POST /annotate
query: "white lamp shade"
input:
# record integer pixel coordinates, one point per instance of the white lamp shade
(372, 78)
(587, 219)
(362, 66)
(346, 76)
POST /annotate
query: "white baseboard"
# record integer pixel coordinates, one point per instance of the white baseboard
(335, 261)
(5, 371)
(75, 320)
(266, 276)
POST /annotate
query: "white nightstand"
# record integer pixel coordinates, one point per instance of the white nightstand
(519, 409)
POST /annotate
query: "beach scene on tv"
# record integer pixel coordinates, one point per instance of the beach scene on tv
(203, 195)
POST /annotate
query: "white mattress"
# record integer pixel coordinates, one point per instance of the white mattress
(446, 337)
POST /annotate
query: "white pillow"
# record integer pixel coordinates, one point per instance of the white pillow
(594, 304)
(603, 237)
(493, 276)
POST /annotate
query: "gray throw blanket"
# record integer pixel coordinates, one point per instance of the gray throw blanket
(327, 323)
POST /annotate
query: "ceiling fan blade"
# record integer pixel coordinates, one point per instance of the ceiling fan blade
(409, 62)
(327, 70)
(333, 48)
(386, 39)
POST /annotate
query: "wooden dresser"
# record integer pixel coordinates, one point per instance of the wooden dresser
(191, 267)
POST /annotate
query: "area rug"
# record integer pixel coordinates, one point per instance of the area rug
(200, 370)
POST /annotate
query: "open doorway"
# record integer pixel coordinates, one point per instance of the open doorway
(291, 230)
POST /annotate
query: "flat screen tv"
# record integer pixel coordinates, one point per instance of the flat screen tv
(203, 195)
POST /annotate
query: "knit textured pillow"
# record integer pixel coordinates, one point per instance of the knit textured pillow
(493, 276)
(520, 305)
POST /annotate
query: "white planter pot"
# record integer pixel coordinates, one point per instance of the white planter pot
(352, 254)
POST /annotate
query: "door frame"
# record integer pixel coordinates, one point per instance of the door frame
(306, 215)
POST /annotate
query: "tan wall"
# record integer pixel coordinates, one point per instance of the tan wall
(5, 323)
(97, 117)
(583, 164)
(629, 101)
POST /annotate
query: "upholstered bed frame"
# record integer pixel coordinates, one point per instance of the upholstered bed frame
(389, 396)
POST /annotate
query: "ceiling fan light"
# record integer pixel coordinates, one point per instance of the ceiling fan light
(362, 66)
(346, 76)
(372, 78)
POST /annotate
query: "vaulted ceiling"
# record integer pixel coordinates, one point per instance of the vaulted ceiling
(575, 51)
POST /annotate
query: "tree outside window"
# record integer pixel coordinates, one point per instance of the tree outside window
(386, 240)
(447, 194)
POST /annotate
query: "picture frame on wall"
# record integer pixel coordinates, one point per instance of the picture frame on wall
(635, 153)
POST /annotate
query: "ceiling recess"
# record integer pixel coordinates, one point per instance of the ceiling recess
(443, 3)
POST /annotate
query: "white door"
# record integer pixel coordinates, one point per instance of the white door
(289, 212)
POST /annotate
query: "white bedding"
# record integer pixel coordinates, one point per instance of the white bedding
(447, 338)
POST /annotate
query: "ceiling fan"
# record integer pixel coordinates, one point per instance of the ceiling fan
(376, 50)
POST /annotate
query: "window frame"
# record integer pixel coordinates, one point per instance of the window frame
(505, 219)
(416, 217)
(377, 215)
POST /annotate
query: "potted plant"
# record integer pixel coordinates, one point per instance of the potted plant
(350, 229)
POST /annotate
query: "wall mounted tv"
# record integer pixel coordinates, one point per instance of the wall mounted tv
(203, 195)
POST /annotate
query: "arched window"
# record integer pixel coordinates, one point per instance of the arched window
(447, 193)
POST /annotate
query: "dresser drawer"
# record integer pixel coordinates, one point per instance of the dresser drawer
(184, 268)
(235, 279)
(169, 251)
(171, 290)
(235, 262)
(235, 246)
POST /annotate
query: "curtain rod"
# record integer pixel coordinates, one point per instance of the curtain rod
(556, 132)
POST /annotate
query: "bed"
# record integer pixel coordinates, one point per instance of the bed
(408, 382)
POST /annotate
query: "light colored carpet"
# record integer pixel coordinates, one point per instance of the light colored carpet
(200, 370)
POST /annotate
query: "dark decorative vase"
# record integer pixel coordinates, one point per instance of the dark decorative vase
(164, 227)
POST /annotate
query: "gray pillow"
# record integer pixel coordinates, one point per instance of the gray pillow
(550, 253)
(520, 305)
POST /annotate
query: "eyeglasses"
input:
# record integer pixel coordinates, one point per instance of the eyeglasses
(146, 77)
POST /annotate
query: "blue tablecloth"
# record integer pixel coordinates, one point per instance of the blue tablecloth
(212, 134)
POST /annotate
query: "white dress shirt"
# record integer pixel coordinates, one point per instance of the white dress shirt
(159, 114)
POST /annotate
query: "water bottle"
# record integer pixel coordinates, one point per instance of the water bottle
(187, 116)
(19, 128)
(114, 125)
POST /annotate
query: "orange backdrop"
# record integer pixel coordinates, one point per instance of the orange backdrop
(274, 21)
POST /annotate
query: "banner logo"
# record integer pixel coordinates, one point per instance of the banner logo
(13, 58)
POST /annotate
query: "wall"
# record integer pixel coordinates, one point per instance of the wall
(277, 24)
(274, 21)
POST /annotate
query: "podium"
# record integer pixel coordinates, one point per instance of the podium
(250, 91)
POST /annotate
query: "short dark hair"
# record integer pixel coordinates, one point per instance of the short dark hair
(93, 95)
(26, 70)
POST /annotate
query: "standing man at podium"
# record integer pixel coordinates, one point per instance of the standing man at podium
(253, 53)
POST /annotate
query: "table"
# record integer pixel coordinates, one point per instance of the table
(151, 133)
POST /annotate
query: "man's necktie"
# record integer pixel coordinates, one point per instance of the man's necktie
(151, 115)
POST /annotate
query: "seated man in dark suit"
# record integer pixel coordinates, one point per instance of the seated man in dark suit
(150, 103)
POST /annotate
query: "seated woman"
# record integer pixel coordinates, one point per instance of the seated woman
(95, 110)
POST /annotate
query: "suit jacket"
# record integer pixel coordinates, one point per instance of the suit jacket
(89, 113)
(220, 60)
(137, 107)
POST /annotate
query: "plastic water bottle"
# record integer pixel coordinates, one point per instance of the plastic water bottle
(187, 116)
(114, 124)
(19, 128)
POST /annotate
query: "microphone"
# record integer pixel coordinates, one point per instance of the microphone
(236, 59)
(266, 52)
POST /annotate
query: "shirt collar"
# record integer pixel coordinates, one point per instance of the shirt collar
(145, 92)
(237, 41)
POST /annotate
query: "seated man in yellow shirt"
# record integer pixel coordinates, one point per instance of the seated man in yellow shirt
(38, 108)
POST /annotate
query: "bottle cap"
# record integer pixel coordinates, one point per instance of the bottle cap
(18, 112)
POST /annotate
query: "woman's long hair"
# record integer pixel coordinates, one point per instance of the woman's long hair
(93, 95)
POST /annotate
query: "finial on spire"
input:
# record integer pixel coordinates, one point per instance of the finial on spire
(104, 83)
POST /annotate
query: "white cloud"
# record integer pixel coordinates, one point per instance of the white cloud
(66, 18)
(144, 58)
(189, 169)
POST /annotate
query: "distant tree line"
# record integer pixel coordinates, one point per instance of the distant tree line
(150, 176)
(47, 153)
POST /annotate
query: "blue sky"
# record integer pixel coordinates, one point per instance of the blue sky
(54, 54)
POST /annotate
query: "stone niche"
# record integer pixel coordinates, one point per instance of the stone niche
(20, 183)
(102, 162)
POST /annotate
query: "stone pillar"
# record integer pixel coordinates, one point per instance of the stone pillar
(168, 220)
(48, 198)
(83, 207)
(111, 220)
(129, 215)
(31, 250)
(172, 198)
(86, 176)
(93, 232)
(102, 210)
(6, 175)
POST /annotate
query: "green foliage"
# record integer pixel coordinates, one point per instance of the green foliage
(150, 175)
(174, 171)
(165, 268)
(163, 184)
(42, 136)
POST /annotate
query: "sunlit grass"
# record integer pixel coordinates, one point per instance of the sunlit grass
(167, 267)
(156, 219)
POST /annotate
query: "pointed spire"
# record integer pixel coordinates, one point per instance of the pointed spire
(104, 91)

********

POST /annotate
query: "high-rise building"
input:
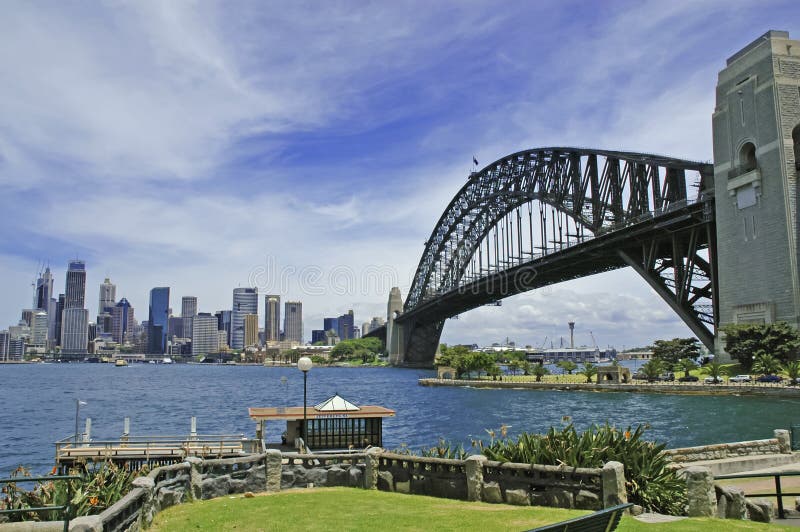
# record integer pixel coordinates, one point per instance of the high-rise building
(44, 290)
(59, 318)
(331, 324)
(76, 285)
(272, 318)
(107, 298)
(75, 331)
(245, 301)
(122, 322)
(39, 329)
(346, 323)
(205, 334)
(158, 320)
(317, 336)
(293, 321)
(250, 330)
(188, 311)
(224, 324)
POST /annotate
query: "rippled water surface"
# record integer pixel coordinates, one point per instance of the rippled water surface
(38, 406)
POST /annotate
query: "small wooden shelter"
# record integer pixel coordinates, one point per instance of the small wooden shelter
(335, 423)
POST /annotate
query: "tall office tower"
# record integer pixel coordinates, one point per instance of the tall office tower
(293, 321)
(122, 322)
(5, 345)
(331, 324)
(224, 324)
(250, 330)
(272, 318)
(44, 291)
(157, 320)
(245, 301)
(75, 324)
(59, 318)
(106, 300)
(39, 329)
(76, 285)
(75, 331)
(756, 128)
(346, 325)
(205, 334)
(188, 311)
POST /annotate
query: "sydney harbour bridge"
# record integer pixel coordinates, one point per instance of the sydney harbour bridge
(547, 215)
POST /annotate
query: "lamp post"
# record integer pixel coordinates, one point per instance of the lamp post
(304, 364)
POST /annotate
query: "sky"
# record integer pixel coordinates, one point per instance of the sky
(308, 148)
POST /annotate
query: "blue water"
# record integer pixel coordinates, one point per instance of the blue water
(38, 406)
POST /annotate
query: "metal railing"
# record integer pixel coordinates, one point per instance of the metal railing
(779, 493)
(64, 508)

********

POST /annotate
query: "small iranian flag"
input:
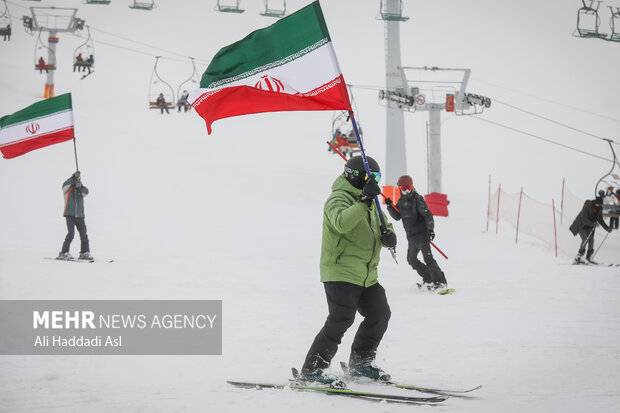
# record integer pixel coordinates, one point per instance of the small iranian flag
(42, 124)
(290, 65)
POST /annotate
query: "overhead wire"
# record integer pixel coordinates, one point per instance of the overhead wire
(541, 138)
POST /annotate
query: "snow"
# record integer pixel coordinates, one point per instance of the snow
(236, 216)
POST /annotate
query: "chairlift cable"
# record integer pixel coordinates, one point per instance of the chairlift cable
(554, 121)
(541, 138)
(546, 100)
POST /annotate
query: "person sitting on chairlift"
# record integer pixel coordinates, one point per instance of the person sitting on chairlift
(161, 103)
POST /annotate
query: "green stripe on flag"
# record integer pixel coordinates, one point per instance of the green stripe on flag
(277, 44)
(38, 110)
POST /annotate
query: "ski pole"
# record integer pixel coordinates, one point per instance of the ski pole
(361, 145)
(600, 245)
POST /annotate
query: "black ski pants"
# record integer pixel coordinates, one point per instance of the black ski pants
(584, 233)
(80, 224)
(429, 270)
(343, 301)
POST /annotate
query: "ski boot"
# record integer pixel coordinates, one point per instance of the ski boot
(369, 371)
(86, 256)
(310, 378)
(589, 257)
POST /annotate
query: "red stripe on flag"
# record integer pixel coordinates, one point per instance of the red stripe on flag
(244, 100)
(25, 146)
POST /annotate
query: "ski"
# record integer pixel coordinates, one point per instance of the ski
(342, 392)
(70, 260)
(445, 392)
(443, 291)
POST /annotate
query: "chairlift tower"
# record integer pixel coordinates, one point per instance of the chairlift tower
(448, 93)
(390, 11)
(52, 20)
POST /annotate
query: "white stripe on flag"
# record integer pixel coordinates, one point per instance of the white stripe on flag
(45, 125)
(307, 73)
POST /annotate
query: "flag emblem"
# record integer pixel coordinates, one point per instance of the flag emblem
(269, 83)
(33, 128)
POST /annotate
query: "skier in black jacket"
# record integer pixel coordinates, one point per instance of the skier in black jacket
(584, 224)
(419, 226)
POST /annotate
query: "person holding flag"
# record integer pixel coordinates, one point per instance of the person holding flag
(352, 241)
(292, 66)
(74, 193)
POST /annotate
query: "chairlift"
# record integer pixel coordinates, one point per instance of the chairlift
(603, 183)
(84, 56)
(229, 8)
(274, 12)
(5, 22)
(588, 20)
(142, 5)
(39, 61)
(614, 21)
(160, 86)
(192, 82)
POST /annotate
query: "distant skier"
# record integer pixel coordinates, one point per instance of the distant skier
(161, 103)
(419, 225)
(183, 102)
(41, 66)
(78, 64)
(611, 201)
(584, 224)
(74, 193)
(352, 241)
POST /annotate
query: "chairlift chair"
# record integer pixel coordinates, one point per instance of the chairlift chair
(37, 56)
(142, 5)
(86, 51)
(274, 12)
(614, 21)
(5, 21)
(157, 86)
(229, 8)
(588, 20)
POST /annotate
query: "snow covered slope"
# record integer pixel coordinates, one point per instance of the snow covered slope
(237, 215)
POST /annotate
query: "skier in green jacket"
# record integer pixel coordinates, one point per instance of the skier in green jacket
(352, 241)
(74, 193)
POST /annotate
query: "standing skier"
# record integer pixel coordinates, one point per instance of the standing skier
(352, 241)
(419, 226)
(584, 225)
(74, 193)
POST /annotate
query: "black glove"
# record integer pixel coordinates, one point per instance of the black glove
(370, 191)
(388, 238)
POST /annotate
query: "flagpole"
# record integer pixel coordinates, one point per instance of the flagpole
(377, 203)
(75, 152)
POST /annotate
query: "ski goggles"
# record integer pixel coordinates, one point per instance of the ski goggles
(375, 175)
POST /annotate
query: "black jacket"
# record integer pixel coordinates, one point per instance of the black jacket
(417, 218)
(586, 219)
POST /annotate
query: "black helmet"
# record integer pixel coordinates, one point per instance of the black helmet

********

What you will do » Scanning the data above, count the lines in which the string "helmet" occurs and state only the count.

Reply to the exercise » 2